SOURCE DOCUMENT Block Start
Time Series Machine Learning

Time series data is a crucial component of many real-world applications, from finance to healthcare. While its sequential nature adds complexity, transforming time series into a tabular format enables the application of traditional machine learning (ML) techniques.

In this blog, we’ll explore how to preprocess time series data and extract meaningful features, paving the way for powerful predictive pipelines.

Understanding Time Series Data

In data analytics, structured data often appears in a tabular format, where rows represent observations and columns represent attributes of those observations. For example, a patient dataset might have rows for individual patients and columns for properties such as age, diagnosis, and medication history. This structure facilitates efficient querying and analysis.

Time series data is also structured but differs due to its inherent temporal ordering. While conventional tabular data captures static attributes at a specific point, time series data tracks the evolution of an attribute over time. As such, one can conceptually represent time series in a 3D tabular format:

Rows: Observations (e.g., recordings)
Columns: Attributes (e.g., sensors)
Third Dimension: Temporal measurements for each attribute

Note: While this 3D format is useful conceptually, time series data is rarely structured this way in practice.

Tabular format for traditional data and time series data Figure 1: Comparison of conventional tabular data (left) and conceptual time series structure (right).

Preprocessing and Feature Extraction

Preparing time series data for machine learning typically involves two steps: preprocessing and feature extraction.

Preprocessing

Preprocessing focuses on cleaning or transforming the raw time series data, including filtering noise, detrending, clipping outliers, and resampling. In practice, this step involves sequentially applying functions, which take time series data as input and output processed time series data, with the aim of preparing the data for further analysis or modelling in machine learning.

Feature Extraction

Feature extraction is concerned with extracting a set of meaninful characteristics (i.e., features) from the data, such as mean or spectral entropy. These features are calculated by applying functions (often in parallel). Unlike processing, feature extraction results in a tabular output that facilitates machine learning by creating a lower-dimensional representation of the time series data. In other words, the extracted features can be compiled into a feature matrix, which a 2D table where:

Rows: observations or segments (windows) of the time series
Columns: feature values derived from each segment

Multi-Domain Features

Features extracted on time series data can be derived from multiple domains;

Temporal (statistical) measures: Mean, standard deviation, skewness
Spectral features: Spectral entropy, frequency components

By combining features from various domains, one can create a very expressive representation of the time series.

Window-Based Feature Extraction

Given the relative simplicity of processing itself, i.e., transforming time series data into (processed) time series data, we will now focus on feature extraction.
SOURCE DOCUMENT Block End
DATA PROVIDED Block Start
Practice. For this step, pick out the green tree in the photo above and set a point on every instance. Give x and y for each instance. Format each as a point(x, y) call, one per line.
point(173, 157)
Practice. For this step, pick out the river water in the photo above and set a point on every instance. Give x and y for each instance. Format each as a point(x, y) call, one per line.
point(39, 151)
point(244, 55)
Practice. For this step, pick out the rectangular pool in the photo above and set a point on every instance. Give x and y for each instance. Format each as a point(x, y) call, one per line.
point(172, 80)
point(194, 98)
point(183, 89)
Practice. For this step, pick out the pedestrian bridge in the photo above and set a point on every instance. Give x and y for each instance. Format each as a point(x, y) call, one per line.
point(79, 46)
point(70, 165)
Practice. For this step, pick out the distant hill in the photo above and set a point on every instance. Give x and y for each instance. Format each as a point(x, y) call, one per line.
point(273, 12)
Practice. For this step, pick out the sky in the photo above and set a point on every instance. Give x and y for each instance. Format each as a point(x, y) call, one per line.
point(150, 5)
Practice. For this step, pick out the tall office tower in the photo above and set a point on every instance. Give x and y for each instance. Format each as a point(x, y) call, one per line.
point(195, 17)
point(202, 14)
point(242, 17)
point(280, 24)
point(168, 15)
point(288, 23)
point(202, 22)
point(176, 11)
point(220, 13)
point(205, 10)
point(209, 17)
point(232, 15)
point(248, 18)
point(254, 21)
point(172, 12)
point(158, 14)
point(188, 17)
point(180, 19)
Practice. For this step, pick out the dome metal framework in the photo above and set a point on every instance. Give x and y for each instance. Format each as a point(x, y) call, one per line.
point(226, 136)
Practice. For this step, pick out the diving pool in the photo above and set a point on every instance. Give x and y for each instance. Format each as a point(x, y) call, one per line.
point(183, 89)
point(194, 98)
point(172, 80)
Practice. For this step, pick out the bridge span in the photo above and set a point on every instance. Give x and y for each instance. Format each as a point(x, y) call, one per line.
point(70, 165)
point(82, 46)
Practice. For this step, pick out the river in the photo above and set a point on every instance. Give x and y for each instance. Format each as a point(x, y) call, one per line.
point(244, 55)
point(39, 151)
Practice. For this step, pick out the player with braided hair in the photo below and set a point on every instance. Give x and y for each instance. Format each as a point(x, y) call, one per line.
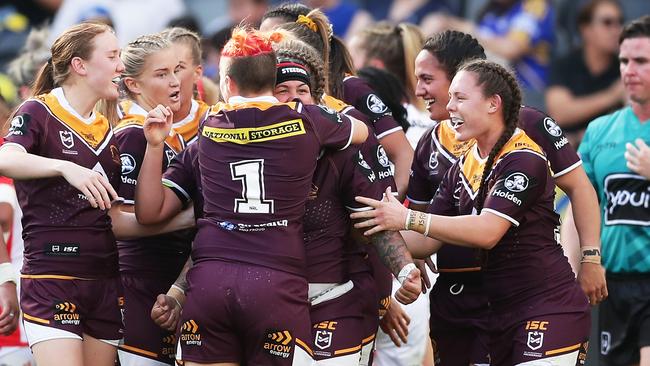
DATA PROVIDED Block End
# TASK LIST
1. From the time series blog post, extract the stretch from "In data analytics, structured" through "Attributes (e.g., sensors)".
2. Answer these questions using the time series blog post:
(a) In the patient example, which properties are given as columns?
(b) What two steps does preparing time series data for machine learning typically involve?
(c) Which spectral features are listed?
The entries are material separate from the time series blog post.

# RESPONSES IN ORDER
1.
In data analytics, structured data often appears in a tabular format, where rows represent observations and columns represent attributes of those observations. For example, a patient dataset might have rows for individual patients and columns for properties such as age, diagnosis, and medication history. This structure facilitates efficient querying and analysis.

Time series data is also structured but differs due to its inherent temporal ordering. While conventional tabular data captures static attributes at a specific point, time series data tracks the evolution of an attribute over time. As such, one can conceptually represent time series in a 3D tabular format:

Rows: Observations (e.g., recordings)
Columns: Attributes (e.g., sensors)

2.
(a) Age, diagnosis, and medication history.
(b) Preprocessing and feature extraction.
(c) Spectral entropy and frequency components.